::: GIVEN INFORMATION

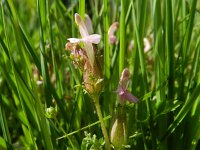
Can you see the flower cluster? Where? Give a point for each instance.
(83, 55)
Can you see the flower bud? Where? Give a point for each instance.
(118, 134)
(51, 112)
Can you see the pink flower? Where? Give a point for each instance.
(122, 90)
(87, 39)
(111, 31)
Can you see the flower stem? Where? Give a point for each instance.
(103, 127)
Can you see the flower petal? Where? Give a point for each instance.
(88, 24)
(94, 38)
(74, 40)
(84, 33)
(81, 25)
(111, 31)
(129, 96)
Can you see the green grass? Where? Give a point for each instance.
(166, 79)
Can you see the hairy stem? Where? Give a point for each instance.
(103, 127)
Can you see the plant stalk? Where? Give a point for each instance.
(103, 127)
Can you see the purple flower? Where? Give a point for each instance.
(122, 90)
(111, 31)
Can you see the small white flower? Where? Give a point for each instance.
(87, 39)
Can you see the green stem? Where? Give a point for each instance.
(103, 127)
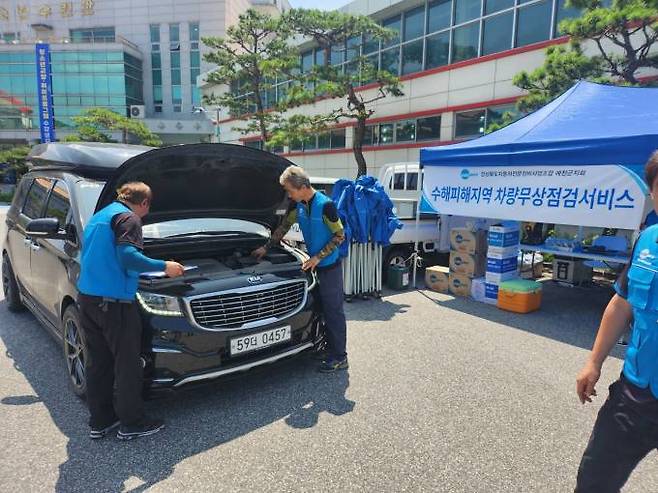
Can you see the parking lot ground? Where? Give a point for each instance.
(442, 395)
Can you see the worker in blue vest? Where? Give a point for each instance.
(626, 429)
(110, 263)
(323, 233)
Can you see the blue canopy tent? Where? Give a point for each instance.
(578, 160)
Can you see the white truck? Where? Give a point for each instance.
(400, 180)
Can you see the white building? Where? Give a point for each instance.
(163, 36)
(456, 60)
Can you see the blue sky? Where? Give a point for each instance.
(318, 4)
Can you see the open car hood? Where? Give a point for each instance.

::::::

YOUR TASK: Rewrite the stretch from the line containing "Can you see the flower bud?" through the end of the records, putting "cream" wherever "white" appears and changing nothing else. Leave the pictures out of your answer.

RESPONSE BELOW:
Can you see the flower bud? Where? Give a point for each instance.
(118, 134)
(51, 112)
Can you see the pink flower? Where? Give a point for each instance.
(122, 90)
(87, 39)
(111, 31)
Can you see the flower stem? Where? Give a point for each instance.
(103, 127)
Can you see the flower petal? Where? Give a point for each instance.
(88, 24)
(94, 38)
(74, 40)
(84, 33)
(81, 25)
(111, 31)
(129, 96)
Can you see the green grass? Where? Give a point for each instance.
(166, 79)
Can you see the hairy stem? Where? Give a point for each instance.
(103, 127)
Can you see the plant stalk? Where? Give a point for each instance.
(103, 127)
Can you see the purple flower? Where? Give a point for each instance.
(122, 90)
(111, 31)
Can you see the small cream flower? Where? Give a point for each instance.
(87, 39)
Can you see the green stem? Where? Give a point for each instance.
(103, 127)
Can you see the parking lot ground? Where? Give a point for each instance.
(442, 395)
Can you see the worker in blue vest? Where? Give a point for each instance.
(626, 429)
(110, 263)
(323, 233)
Can you see the blue canopy tent? Where? Give a point for each instance.
(578, 160)
Can you see the cream truck? Where? Give a point for each instance.
(400, 180)
Can you see the cream building? Where? Give a point for each instance.
(163, 36)
(456, 60)
Can you see the blue sky? Where? Give a point for each instance.
(318, 4)
Can you see the open car hood? Where? Give a point for each instance.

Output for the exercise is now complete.